● THE TASK: Keep only the lines of the records below that contain the word "graduation", copying each one unchanged.

● SUPPLIED DATA:
-*-

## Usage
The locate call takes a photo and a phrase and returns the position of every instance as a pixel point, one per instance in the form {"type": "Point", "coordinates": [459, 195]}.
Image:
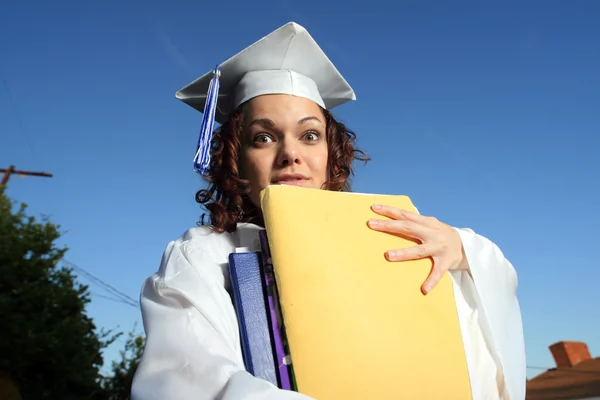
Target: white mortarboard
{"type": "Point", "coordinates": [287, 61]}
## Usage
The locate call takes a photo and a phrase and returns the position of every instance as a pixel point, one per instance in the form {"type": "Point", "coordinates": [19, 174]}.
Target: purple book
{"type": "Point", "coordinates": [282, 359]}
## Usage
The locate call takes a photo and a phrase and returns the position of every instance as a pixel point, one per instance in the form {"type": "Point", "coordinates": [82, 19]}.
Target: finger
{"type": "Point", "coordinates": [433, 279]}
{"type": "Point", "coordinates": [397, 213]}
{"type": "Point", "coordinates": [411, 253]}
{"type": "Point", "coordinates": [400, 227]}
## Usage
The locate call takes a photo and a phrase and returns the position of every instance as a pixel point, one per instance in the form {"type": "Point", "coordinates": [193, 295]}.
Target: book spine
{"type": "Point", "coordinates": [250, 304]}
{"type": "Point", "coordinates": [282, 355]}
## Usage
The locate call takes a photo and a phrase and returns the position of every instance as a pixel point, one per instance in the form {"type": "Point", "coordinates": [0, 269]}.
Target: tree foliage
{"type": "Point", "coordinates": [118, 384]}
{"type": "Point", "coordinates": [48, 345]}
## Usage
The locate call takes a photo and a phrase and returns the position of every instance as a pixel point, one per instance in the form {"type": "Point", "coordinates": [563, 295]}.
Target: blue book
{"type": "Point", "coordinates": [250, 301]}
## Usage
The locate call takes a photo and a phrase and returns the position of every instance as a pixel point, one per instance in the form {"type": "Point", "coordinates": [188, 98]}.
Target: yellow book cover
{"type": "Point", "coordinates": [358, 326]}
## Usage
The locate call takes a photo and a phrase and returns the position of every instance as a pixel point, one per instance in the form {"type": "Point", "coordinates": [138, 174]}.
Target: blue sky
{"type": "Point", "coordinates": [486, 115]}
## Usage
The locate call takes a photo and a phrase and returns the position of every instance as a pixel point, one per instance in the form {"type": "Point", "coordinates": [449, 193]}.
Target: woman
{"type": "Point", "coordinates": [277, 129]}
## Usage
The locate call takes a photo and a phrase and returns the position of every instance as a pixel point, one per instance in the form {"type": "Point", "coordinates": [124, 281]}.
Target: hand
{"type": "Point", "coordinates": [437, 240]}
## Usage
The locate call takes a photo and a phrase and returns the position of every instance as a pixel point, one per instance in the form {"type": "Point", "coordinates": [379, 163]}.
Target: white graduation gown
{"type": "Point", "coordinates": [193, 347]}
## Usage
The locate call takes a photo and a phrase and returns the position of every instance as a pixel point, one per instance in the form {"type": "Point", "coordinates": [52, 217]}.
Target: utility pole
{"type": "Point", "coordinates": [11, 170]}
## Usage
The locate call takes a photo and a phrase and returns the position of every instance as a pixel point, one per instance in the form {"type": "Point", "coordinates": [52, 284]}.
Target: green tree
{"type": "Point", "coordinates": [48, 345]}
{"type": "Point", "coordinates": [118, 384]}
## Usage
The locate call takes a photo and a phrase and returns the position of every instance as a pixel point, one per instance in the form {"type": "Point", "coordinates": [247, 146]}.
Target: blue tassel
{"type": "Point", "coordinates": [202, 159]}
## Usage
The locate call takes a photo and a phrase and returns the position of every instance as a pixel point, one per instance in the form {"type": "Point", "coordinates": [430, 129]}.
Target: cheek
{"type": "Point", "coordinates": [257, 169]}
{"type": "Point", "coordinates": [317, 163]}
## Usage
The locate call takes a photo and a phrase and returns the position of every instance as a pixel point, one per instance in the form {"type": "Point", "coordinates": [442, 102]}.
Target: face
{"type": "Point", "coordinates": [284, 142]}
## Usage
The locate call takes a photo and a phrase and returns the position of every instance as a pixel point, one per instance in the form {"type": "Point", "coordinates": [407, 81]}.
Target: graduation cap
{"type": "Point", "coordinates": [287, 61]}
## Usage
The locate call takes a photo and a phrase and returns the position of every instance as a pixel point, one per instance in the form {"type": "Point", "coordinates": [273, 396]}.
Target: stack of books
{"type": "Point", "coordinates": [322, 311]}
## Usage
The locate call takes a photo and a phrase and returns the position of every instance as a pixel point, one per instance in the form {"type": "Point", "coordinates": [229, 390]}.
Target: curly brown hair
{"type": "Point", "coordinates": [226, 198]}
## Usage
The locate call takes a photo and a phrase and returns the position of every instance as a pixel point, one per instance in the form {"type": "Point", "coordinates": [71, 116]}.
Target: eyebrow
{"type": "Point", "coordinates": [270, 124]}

-*-

● EXERCISE SOLUTION:
Target: white graduation gown
Target: graduation cap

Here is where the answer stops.